Exercise description. Find every line in the records below that holds the word "city", and copy each one.

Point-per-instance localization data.
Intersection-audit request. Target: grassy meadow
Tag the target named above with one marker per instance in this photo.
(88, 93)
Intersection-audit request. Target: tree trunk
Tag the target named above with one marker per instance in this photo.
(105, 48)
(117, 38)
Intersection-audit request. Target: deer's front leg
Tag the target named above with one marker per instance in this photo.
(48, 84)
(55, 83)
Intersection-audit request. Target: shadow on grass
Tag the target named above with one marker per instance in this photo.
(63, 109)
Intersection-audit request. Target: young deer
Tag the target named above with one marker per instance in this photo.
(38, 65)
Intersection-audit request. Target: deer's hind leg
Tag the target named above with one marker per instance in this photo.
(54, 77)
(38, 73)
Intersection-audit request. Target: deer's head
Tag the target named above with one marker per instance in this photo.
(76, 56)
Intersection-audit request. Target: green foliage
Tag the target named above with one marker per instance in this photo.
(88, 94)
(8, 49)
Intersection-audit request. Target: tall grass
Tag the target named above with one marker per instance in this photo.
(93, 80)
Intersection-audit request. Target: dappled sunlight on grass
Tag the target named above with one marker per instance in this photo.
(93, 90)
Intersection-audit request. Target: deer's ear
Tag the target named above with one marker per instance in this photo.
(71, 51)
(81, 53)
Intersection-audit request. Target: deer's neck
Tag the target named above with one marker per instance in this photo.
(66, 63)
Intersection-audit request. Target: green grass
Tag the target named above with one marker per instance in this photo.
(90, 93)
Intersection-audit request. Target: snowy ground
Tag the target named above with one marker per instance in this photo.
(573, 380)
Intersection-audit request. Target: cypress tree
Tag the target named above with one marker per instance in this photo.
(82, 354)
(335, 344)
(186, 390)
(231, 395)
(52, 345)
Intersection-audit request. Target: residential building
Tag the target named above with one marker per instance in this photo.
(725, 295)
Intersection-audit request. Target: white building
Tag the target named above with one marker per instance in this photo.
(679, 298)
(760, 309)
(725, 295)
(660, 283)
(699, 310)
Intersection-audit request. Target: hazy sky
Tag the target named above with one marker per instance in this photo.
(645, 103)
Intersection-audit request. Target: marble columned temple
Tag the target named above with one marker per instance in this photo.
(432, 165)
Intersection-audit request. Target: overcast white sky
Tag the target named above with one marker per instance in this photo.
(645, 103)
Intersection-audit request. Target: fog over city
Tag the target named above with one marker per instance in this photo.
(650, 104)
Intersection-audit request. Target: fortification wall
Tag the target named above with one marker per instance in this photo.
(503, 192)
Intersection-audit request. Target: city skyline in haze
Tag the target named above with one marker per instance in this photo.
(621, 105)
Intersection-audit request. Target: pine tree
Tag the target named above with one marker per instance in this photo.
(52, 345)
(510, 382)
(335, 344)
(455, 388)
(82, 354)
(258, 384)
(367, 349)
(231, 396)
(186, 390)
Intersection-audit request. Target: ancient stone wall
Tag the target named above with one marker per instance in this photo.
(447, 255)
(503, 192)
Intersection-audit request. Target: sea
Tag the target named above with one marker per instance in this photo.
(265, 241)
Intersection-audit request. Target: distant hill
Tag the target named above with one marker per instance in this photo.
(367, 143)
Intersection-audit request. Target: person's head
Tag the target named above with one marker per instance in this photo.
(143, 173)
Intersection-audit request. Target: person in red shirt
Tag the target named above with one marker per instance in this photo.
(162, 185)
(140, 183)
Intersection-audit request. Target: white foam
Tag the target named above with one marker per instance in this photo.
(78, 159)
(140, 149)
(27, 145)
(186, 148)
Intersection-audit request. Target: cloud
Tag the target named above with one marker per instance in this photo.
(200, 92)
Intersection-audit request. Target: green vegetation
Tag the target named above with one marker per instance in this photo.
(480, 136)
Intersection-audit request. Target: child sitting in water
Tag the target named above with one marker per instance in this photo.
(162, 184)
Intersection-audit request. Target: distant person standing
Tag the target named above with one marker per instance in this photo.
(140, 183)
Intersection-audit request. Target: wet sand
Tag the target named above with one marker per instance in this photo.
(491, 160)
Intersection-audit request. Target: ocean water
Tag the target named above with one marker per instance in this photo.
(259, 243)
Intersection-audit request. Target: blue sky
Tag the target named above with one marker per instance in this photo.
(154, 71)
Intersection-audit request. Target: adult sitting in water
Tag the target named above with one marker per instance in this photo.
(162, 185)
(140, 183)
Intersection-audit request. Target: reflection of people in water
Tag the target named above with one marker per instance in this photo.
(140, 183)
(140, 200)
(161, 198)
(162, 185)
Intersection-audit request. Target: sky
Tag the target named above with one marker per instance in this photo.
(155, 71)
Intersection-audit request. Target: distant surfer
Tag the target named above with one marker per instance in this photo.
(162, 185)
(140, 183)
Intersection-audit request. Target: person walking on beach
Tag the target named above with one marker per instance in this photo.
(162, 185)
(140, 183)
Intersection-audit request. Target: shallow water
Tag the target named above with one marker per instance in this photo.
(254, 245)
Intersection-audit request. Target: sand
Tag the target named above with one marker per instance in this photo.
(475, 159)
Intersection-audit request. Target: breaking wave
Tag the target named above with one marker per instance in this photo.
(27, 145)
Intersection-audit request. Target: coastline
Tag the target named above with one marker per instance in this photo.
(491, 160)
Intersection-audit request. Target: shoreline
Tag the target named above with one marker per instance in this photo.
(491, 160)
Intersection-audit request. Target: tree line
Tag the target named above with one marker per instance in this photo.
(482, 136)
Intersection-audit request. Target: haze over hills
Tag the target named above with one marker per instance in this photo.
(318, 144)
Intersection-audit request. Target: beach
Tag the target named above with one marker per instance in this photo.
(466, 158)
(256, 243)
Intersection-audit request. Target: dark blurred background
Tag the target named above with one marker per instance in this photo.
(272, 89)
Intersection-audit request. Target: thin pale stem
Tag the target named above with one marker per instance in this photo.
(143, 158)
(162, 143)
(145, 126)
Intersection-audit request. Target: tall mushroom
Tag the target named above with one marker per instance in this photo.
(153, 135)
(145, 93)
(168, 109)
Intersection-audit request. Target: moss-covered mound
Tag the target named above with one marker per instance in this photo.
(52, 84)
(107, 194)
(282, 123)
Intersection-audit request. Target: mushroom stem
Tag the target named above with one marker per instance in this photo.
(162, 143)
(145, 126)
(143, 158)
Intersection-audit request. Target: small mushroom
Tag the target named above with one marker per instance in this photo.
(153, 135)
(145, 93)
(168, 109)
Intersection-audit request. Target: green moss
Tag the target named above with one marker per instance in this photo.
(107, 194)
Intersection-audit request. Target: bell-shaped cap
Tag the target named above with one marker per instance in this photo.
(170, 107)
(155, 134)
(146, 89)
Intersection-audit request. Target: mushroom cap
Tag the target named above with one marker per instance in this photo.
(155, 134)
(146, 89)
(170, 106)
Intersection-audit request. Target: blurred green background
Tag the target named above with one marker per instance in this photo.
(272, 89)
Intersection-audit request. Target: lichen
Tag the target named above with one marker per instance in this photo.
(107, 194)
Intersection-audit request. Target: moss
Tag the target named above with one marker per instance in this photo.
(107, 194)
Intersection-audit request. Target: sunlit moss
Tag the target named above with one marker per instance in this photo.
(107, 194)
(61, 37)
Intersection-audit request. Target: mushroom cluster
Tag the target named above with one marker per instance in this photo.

Answer section.
Intersection-audit request. Target: fog over city
Intersection-audit request. Target: city skyline in haze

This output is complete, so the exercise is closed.